Passage shown
----------------

Exhibit 10.22

 

AMENDMENT TO EMPLOYMENT AGREEMENT

BETWEEN                       AND FIRST MIDWEST BANCORP, INC.

 

THIS AMENDMENT TO EMPLOYMENT AGREEMENT (this “Amendment”) dated as of December
14, 2012, is between FIRST MIDWEST BANCORP, INC., a Delaware corporation (the
“Company”), and                                (the “Executive”).

 

WHEREAS, the Company and the Executive’s have previously entered into an
Employment Agreement dated                            (the “Agreement”);

 

WHEREAS, the Company and the Executive have determined that it is in the best
interest of the Company and its stockholders, and of Executive, to update
certain provisions of the Agreement to reflect current best practices;

 

WHEREAS, the Company and the Executive desire to so amend the Agreement; and

 

WHEREAS, pursuant to Paragraph 27 of the Agreement, amendment can only be made
to the Agreement pursuant to agreement between the Company and the Executive.

----------------

Point labeling examples
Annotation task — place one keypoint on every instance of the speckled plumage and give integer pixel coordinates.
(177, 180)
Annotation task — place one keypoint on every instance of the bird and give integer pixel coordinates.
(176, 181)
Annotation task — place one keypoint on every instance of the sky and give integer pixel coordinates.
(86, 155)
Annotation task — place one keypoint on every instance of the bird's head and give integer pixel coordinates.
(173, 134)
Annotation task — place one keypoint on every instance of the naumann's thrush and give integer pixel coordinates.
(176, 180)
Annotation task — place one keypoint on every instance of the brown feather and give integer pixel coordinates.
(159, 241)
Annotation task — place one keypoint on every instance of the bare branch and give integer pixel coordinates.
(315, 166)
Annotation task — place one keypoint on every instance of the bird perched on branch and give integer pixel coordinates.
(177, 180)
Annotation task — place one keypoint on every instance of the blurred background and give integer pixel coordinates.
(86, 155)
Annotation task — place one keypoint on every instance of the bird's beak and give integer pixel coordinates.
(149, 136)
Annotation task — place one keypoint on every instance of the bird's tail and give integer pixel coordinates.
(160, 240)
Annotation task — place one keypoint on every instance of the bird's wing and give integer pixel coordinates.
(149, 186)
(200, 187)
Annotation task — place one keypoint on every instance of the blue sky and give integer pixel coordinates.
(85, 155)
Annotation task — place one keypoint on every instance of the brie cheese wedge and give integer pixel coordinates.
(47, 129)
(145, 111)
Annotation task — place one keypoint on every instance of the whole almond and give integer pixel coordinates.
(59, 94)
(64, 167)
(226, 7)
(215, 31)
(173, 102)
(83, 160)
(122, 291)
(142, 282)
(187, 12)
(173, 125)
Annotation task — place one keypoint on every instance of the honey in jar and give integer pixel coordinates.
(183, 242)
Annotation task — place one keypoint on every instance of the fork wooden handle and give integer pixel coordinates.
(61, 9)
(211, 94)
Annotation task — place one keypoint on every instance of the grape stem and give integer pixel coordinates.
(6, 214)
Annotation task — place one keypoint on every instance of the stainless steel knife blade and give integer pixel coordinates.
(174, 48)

----------------

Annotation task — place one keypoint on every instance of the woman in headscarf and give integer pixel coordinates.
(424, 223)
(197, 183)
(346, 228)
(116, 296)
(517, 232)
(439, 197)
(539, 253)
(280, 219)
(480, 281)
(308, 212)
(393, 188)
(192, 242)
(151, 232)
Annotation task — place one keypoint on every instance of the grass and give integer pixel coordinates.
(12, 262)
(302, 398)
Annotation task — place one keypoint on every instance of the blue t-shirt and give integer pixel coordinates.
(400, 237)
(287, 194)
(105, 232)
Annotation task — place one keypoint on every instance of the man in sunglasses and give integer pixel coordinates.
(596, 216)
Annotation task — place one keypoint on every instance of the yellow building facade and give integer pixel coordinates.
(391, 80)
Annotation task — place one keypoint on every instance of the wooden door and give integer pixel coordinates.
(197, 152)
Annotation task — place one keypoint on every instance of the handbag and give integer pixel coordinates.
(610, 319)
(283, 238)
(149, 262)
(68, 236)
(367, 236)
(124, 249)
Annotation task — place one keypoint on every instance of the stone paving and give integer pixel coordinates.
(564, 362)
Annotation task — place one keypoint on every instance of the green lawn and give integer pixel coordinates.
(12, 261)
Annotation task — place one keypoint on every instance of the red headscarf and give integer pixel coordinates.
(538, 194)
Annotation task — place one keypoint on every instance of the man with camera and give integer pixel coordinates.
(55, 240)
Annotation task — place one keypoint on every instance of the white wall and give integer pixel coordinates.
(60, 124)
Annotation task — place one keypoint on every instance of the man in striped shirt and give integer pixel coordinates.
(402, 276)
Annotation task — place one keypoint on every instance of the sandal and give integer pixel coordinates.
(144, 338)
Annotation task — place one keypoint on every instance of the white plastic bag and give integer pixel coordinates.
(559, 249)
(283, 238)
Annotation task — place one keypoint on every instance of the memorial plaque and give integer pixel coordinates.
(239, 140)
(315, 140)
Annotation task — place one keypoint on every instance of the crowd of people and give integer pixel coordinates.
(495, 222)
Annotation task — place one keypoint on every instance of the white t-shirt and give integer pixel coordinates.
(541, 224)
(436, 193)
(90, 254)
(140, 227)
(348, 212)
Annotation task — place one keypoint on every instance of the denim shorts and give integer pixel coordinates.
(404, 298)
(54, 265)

----------------

What is asked
1. According to the employment agreement amendment, why are the Company and the Executive updating the Agreement? Answer in one to three sentences.
2. Answer these questions using the employment agreement amendment:
(a) As of what date is the Amendment dated?
(b) In what state is First Midwest Bancorp, Inc. incorporated?
(c) Which paragraph of the Agreement requires that amendments be made by agreement between the Company and the Executive?

Expected outputs
1. They have determined that updating certain provisions of the Agreement to reflect current best practices is in the best interest of the Company, its stockholders, and the Executive.

2.
(a) December 14, 2012
(b) Delaware
(c) Paragraph 27